## OBJECTIVE
The listing beneath should be written out in full, exactly as shown.

## RECORDS FOR THE EXERCISE
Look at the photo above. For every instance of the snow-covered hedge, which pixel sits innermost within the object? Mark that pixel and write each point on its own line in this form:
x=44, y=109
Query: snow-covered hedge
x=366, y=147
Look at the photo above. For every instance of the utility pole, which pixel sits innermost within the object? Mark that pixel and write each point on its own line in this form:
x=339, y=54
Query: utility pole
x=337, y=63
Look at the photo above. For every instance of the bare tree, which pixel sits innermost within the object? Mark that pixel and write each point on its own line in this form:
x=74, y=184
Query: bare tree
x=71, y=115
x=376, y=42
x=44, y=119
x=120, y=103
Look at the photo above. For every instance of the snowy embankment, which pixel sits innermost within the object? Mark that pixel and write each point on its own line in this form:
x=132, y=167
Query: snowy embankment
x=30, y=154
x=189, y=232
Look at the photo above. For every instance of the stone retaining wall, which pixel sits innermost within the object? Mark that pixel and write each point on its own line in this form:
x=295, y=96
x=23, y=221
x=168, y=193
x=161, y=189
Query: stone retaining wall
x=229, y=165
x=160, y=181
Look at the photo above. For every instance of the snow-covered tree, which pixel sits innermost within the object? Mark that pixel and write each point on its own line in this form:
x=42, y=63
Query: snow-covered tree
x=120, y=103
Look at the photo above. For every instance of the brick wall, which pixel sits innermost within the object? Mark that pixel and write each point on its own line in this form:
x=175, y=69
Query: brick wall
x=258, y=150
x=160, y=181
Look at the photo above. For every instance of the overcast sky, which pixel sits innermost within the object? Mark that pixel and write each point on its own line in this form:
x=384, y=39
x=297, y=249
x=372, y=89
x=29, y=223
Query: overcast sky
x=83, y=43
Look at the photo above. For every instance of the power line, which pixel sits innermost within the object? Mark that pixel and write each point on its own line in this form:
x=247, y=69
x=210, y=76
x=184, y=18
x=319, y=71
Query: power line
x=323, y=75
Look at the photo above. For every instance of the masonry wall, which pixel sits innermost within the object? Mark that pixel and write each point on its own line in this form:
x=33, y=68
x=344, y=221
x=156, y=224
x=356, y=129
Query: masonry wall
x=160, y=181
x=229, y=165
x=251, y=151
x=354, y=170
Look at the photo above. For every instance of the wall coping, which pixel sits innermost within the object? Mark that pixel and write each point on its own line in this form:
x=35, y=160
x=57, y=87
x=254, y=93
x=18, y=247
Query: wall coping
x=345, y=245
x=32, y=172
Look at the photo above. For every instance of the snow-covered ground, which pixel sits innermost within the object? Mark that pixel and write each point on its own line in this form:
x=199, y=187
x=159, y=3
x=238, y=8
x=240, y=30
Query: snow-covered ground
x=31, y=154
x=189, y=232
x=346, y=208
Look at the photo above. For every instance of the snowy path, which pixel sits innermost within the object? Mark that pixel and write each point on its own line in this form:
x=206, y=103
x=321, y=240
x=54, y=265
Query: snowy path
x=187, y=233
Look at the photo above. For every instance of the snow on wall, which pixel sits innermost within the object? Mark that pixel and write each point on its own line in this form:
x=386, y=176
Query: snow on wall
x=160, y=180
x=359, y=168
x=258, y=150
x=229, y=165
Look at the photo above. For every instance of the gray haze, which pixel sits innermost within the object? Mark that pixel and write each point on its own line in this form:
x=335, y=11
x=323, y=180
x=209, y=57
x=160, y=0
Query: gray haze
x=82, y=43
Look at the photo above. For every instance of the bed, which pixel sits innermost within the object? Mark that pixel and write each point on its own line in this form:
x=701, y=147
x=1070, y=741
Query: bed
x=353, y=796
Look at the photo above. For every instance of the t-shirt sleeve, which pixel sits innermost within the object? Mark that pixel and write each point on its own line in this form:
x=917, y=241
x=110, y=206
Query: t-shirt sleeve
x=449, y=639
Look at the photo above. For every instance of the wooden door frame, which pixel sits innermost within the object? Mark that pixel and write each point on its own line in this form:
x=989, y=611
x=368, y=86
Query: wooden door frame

## TASK ANSWER
Look at the photo above. For every instance of the snow-covered hedge, which pixel sits innermost within the object? Mark that pixel and write each point on its own line in this form:
x=44, y=109
Query: snow-covered hedge
x=366, y=147
Look at the photo above. For every instance of the utility pole, which pixel sits innermost within the object? Mark that pixel and write each point on its own line in this form:
x=339, y=54
Query: utility pole
x=337, y=63
Look at the photo above. For every instance of the bare tree, which pixel sits innermost within the object? Mark that pixel and write each point on its own line in this form:
x=74, y=184
Query: bare tree
x=71, y=115
x=376, y=42
x=44, y=119
x=120, y=103
Look at the photo above. For every instance of the snowy embankment, which pixel sits innermost within the object? Mark that pixel and write each point on its own line in this form:
x=132, y=167
Query: snowy embankment
x=30, y=154
x=189, y=232
Look at the photo above. For every instance of the stone retaining wall, which pixel sits innermost within the object? Mark that pixel and write each point on its own line in this form:
x=295, y=96
x=23, y=221
x=168, y=193
x=161, y=189
Query: stone retaining wall
x=229, y=165
x=160, y=181
Look at the photo above. For every instance of the snow-covered tree, which pixel sits innermost within the object? Mark that pixel and write each point on its own line in this form:
x=42, y=63
Query: snow-covered tree
x=120, y=103
Look at the photo above. For every instance of the brick wall, which pixel sits innermost within the object? Mark that pixel and write each point on its own line in this form:
x=175, y=69
Query: brick wall
x=258, y=150
x=160, y=181
Look at the photo above. For every instance of the overcast sky, which pixel sits innermost within the object? Mark that pixel and write each point on its own line in this form:
x=384, y=39
x=297, y=249
x=372, y=89
x=29, y=223
Query: overcast sky
x=83, y=43
Look at the photo above. For every instance of the power line, which pixel sits innermost within the object? Mark that pixel and write each point on its own line in this form:
x=247, y=69
x=210, y=76
x=184, y=18
x=319, y=71
Query: power line
x=323, y=75
Look at the photo above. For every instance of the masonry wall, which pixel sits innermost within the object? Mark that pixel and write each point on its own line in this form:
x=33, y=68
x=344, y=221
x=156, y=224
x=356, y=129
Query: masonry wall
x=160, y=181
x=229, y=165
x=251, y=151
x=354, y=170
Look at the photo above. For every instance of the wall coping, which pixel sits innermost within the object? Mark that pixel and write each point on its own line in this form:
x=35, y=160
x=57, y=87
x=254, y=93
x=18, y=247
Query: wall coping
x=345, y=245
x=32, y=172
Look at the photo above. For every instance of the snow-covered ground, which pixel sits innermost within the object? Mark that pixel and write each point on its own line in this form:
x=199, y=187
x=159, y=3
x=238, y=8
x=240, y=30
Query: snow-covered ground
x=31, y=154
x=189, y=232
x=346, y=208
Look at the photo above. For every instance of the snowy path, which pixel sits innermost within the object? Mark that pixel and write each point on its own line in this form:
x=206, y=103
x=321, y=240
x=54, y=265
Query: snowy path
x=187, y=233
Look at the photo above. For every instance of the snow on wall, which pixel sits innermost within the object? Mark that pixel and write each point on its own line in this form:
x=386, y=176
Query: snow on wall
x=160, y=180
x=359, y=168
x=258, y=150
x=229, y=165
Look at the photo above. For every instance of the gray haze, which pixel sits innermost within the object? Mark that pixel and write each point on its own line in this form:
x=335, y=11
x=323, y=180
x=209, y=57
x=160, y=0
Query: gray haze
x=82, y=43
Look at the photo above. For every instance of the bed, which pixel sits innermost within the object? Mark that pixel and write each point on its own line in this form:
x=701, y=147
x=1070, y=741
Query: bed
x=353, y=796
Look at the photo above. For every instance of the t-shirt sleeve, which pixel sits innermost within the object? Mark that pixel and write each point on its own line in this form:
x=917, y=241
x=110, y=206
Query: t-shirt sleeve
x=449, y=639
Look at the photo above. For every instance of the wooden door frame, which pixel sits innermost within the object? Mark that pixel and write each point on its own line in this form:
x=989, y=611
x=368, y=86
Query: wooden door frame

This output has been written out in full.